— Begin Records supplied —

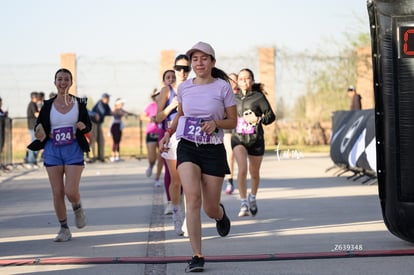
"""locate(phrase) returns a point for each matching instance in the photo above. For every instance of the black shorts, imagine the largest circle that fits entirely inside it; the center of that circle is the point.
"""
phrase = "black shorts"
(152, 138)
(256, 149)
(210, 158)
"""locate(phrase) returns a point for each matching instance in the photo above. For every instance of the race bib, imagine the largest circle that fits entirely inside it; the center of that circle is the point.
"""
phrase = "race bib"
(63, 136)
(243, 127)
(193, 132)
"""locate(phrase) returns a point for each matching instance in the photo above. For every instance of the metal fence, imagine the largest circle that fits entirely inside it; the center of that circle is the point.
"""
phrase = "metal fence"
(5, 141)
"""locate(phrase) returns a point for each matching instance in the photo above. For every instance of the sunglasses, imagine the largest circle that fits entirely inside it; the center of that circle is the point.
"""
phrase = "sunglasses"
(180, 67)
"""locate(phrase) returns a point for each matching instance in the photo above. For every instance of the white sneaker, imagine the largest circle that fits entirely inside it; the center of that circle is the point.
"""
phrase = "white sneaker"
(244, 210)
(157, 183)
(168, 209)
(63, 235)
(229, 188)
(148, 172)
(80, 218)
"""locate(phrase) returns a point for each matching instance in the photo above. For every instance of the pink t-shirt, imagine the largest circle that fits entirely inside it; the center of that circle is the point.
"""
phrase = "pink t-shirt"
(206, 102)
(151, 111)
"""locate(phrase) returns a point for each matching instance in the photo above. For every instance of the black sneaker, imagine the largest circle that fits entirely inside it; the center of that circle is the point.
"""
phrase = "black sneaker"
(195, 265)
(223, 225)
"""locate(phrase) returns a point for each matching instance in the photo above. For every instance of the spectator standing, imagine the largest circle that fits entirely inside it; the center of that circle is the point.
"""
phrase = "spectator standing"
(206, 106)
(227, 141)
(355, 99)
(154, 131)
(247, 141)
(166, 111)
(117, 125)
(32, 114)
(3, 116)
(101, 109)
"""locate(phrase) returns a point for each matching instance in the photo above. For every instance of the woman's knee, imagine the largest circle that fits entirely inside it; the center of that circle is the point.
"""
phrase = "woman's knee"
(211, 210)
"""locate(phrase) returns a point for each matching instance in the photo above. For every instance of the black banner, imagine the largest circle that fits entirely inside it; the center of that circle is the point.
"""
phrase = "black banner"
(353, 140)
(392, 37)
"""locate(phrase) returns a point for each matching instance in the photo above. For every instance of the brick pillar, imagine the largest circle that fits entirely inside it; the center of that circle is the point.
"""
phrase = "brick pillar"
(68, 61)
(364, 85)
(267, 72)
(167, 58)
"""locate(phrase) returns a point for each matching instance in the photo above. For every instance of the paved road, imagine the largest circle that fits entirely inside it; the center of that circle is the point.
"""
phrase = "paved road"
(308, 218)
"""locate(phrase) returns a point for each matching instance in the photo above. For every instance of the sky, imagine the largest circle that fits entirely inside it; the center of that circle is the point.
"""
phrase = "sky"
(38, 31)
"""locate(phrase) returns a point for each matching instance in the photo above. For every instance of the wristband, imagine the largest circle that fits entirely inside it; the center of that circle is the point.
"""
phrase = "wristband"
(170, 131)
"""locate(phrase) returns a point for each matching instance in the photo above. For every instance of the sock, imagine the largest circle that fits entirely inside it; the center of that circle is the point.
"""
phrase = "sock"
(176, 208)
(76, 206)
(64, 223)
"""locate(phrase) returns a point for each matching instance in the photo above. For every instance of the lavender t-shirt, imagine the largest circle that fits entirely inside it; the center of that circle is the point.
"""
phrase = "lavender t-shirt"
(203, 101)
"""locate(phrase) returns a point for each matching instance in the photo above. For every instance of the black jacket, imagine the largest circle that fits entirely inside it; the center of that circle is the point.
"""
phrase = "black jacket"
(258, 103)
(44, 119)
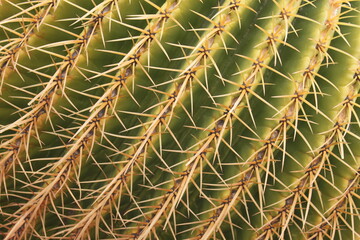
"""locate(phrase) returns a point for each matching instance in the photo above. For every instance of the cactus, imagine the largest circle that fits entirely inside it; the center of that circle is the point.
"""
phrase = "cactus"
(181, 119)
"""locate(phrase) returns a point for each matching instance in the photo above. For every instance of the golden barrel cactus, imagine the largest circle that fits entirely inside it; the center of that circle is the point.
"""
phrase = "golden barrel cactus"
(179, 119)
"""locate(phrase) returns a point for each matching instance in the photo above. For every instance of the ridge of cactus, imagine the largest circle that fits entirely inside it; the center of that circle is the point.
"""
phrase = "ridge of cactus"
(181, 119)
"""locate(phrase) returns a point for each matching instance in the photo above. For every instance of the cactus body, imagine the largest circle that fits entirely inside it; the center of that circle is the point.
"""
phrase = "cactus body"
(180, 119)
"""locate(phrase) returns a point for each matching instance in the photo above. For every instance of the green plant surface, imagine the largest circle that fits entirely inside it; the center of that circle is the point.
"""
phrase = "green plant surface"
(179, 119)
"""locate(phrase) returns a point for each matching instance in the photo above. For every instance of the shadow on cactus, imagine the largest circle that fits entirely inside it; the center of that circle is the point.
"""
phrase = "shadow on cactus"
(179, 119)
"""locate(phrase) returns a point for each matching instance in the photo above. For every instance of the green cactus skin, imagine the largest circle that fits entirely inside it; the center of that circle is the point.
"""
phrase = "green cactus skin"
(179, 119)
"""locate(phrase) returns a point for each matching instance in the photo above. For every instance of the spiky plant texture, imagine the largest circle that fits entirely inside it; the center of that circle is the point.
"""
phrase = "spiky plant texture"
(179, 119)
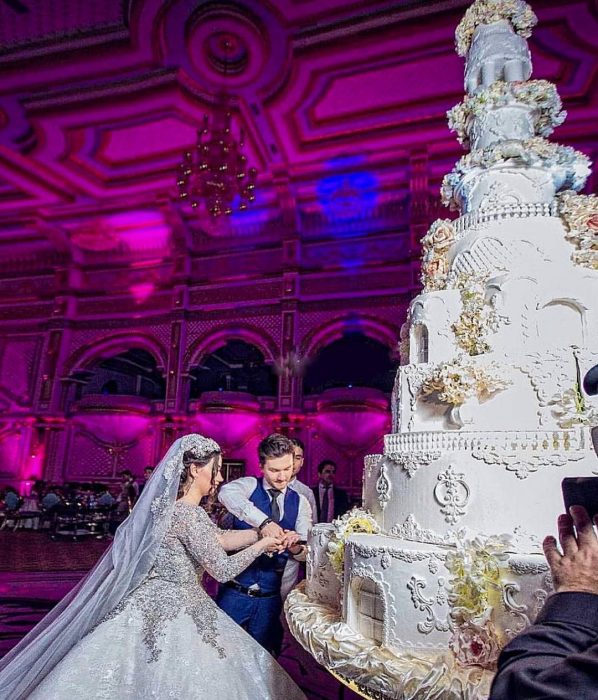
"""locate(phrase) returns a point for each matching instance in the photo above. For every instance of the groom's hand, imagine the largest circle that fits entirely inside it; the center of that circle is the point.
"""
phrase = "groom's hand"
(272, 529)
(290, 538)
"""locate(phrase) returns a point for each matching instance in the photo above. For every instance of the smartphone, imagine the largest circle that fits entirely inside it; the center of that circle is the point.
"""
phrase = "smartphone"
(581, 491)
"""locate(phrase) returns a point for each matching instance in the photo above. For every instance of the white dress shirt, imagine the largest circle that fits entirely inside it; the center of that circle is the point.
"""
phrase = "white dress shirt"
(234, 496)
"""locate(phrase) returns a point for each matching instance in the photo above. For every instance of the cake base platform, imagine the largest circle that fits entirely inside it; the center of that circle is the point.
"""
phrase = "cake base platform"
(372, 670)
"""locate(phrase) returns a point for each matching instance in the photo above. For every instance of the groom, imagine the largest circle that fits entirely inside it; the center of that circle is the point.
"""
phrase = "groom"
(253, 598)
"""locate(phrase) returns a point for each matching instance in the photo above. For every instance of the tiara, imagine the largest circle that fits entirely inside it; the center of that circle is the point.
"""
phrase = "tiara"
(198, 444)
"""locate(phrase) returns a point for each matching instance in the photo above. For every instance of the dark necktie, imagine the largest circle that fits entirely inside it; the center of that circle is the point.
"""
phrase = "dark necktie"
(274, 493)
(324, 507)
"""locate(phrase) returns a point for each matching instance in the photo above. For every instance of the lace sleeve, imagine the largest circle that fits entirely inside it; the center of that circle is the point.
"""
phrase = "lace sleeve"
(199, 535)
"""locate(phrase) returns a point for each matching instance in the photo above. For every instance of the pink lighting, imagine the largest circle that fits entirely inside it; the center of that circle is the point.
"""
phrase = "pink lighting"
(141, 292)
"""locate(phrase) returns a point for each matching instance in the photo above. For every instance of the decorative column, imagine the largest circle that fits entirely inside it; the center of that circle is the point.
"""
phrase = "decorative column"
(419, 210)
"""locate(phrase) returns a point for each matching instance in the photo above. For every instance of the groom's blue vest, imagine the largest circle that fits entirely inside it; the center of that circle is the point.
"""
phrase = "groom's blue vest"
(267, 571)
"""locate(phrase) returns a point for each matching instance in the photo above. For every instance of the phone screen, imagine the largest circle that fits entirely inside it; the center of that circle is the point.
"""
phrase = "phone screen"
(581, 491)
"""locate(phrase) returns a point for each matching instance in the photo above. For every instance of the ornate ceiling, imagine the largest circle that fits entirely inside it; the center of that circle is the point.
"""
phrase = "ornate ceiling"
(339, 101)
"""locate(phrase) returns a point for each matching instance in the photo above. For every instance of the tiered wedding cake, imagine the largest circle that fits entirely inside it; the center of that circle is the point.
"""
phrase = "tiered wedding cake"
(488, 414)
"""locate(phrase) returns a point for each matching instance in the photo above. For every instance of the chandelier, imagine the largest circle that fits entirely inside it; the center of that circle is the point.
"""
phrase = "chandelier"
(215, 172)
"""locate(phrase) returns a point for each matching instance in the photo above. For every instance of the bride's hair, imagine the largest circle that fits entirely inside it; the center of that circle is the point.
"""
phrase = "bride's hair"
(189, 459)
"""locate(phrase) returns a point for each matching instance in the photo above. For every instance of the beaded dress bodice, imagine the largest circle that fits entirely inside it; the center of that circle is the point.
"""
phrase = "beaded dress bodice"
(173, 585)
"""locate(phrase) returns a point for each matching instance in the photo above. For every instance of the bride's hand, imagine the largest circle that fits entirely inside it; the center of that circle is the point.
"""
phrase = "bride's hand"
(272, 544)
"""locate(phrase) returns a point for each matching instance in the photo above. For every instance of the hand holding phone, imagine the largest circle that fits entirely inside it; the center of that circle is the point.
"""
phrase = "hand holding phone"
(581, 491)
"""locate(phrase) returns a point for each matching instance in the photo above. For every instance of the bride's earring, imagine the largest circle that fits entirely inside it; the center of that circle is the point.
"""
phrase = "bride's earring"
(188, 484)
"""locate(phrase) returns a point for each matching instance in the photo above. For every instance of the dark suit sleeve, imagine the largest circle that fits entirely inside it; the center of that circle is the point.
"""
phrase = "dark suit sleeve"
(557, 657)
(317, 497)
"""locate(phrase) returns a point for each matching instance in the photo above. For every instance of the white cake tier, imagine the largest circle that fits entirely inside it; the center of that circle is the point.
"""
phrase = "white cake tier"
(503, 123)
(322, 584)
(402, 594)
(490, 482)
(507, 183)
(496, 53)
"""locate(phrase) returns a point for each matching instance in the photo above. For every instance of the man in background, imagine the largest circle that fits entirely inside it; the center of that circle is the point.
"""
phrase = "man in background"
(331, 501)
(295, 484)
(557, 656)
(147, 472)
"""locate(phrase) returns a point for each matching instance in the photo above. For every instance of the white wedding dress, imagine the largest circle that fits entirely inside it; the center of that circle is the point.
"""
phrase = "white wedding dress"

— End Records supplied —

(Your goal):
Starting with the line that contains "the white cake" and going on through the end of the records, write every line out again, requests included, adding 137 to each coordinate in the answers.

(Expected answer):
"""locate(phrase) returns a point for each matching instance in the photo above. For every instance of the white cake tier, imagine the largest circle that fits entirely inside it; the center of that circle is the point.
"""
phrase = "white cake tier"
(640, 260)
(459, 721)
(539, 731)
(627, 619)
(644, 320)
(633, 190)
"""locate(phrase) returns a point for each matching instance in the photo above. For every instance of the man in background, imagine the largest circle that fits entirely inside it; the center of that circle is the point.
"""
phrase = "man in background"
(468, 638)
(432, 621)
(694, 793)
(284, 609)
"""locate(phrase) returns a point for each matching instance in the photo above. For every instance of the white wedding dress, imagine the largest circle that fits entirely inside it; the center of that circle is the point.
"""
phrase = "white wedding dress"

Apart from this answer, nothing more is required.